TEXT -

-*-*-

By The Associated Press

WASHINGTON - With President Bush preparing to release the point-by-point details of how his $1.96 trillion budget would rein in government spending, Vice President Dick Cheney said yesterday that Bush will not hesitate to veto spending bills he considers excessive.

Democrats, still celebrating an initial victory in trimming Bush's tax cut, awaited today's release of the full budget so they could see which government programs were targeted for deep reductions.

They said opposition to those proposed cuts will help as they seek to hold the line on the administration's $1.6 trillion, 10-year tax cut.

In Bush's first major defeat, the Senate last week voted to reduce the tax cut by one-quarter, to $1.2 trillion, an action that must now be reconciled with a House resolution endorsing the president's original request.

"When people see the budget, they're going to say, 'Oh, my God, I wanted a tax cut, but I didn't know what you were going to do to health care and to Medicare and national defense,'" Sen. John Breaux, D-La., said on ABC's "This Week."

Cheney defended the administrations budget decisions, arguing that spending has gotten out of control since 1998 when the first of a series of budget surpluses began.

"This president is eager to veto appropriations that come in over budget," Cheney said on ABC.

The administration's budget is proposing to limit the growth in discretionary spending - everything outside of mandatory benefit programs such as Social Security - to a 4 percent increase this year, far below the 8.7 percent rise former President Clinton won in his last budget.

The new administration is proposing outright cuts or no increases in discretionary spending at 12 of the government's 25 major departments, with the sharpest reductions occurring at the departments of Agriculture and Transportation.

Those cuts are balanced against increases in priority areas, including education. A senior Education Department official, speaking on condition of anonymity, said yesterday that the agency's increases would include $375 million to support charter schools and $320 million for a new initiative to help states develop reading and math assessment programs. All are Bush campaign issues.

Documents obtained by The Associated Press showed that among the cuts in Bush's budget are reductions in rural health, disease prevention, mental health and support for training doctors at children's hospitals.

A Justice Department official, also speaking on condition of anonymity, told the AP that the popular Community Oriented Policy Services program, a Clinton effort to put 100,000 new police officers on the streets, would be cut by 17 percent to $855 million, down from $1.03 billion budgeted for this year.

The Bush budget also will propose cuts in several other Clinton initiatives including efforts to combat nuclear proliferation, coordinate health care for the uninsured, promote energy conservation and boost economic development in poor communities.

Sen. Joseph Biden, D-Del., predicted a huge uproar after people see the details. He said the full budget "will put in sharp relief what this president is doing in order to be able to get this humongous tax cut."

The budget resolution passed by the House accepted the full $1.6 trillion Bush tax cut and his proposed spending caps. On Friday, the Senate passed a budget resolution that reduced the Bush tax cut to $1.2 trillion and raised to 7 percent instead of 4 percent the proposed increase in discretionary spending authority.

House and Senate negotiators will begin work after a two-week spring recess on a compromise budget resolution that will set the broad outlines for the separate tax and appropriations bills that will follow. Bush in his weekend radio address urged voters to attend congressional town hall meetings to voice support for his plan.

The congressional budget resolution has been based on a 207-page broad budget outline Bush unveiled on Feb. 28. Today, the administration is to send Congress a four-inch thick stack of budget documents providing precise details on the administration's spending proposals for all government programs.

-*-*-

DATA SHOWN -
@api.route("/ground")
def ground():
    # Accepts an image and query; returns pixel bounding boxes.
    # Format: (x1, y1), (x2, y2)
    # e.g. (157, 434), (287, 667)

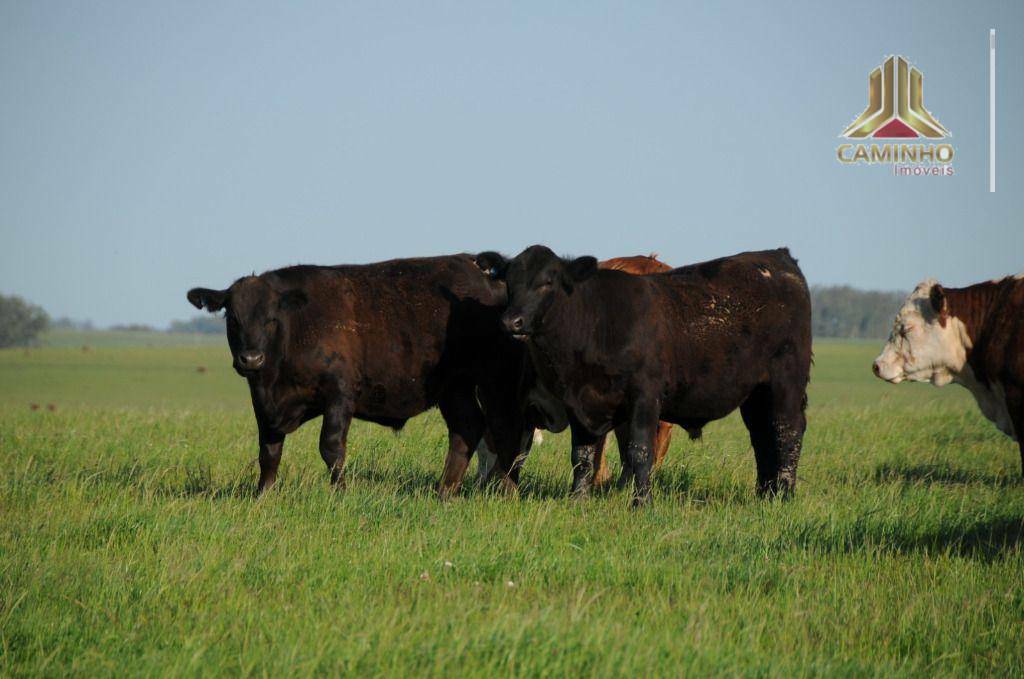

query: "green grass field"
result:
(0, 340), (1024, 676)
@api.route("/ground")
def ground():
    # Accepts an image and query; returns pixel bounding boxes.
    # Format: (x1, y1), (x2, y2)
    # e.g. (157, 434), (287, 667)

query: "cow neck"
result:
(945, 283), (999, 359)
(249, 364), (284, 419)
(249, 326), (290, 420)
(530, 281), (598, 383)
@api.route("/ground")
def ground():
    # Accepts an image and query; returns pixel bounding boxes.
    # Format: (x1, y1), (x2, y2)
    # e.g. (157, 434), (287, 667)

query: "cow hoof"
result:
(630, 495), (650, 509)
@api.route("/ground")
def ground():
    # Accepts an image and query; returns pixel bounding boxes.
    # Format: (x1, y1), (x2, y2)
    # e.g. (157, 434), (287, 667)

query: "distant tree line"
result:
(167, 314), (224, 335)
(0, 295), (50, 347)
(811, 286), (906, 339)
(0, 286), (906, 347)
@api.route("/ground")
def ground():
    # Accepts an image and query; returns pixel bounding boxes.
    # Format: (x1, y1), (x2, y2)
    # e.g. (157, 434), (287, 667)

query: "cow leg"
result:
(739, 384), (779, 495)
(437, 384), (484, 500)
(476, 427), (534, 493)
(594, 435), (611, 489)
(569, 422), (601, 498)
(654, 422), (672, 471)
(319, 402), (352, 490)
(1006, 385), (1024, 476)
(627, 398), (662, 509)
(256, 427), (285, 495)
(763, 353), (810, 498)
(476, 429), (498, 489)
(740, 354), (807, 498)
(615, 423), (633, 491)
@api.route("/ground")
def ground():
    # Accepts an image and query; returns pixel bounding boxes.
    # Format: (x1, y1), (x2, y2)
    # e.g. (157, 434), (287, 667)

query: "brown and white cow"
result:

-*-*-

WORK INSTRUCTIONS - Copy the passage of the article about Bush's budget from "House and Senate" to "for his plan.". Work only from the article about Bush's budget.

SOLVED PROBLEM -
House and Senate negotiators will begin work after a two-week spring recess on a compromise budget resolution that will set the broad outlines for the separate tax and appropriations bills that will follow. Bush in his weekend radio address urged voters to attend congressional town hall meetings to voice support for his plan.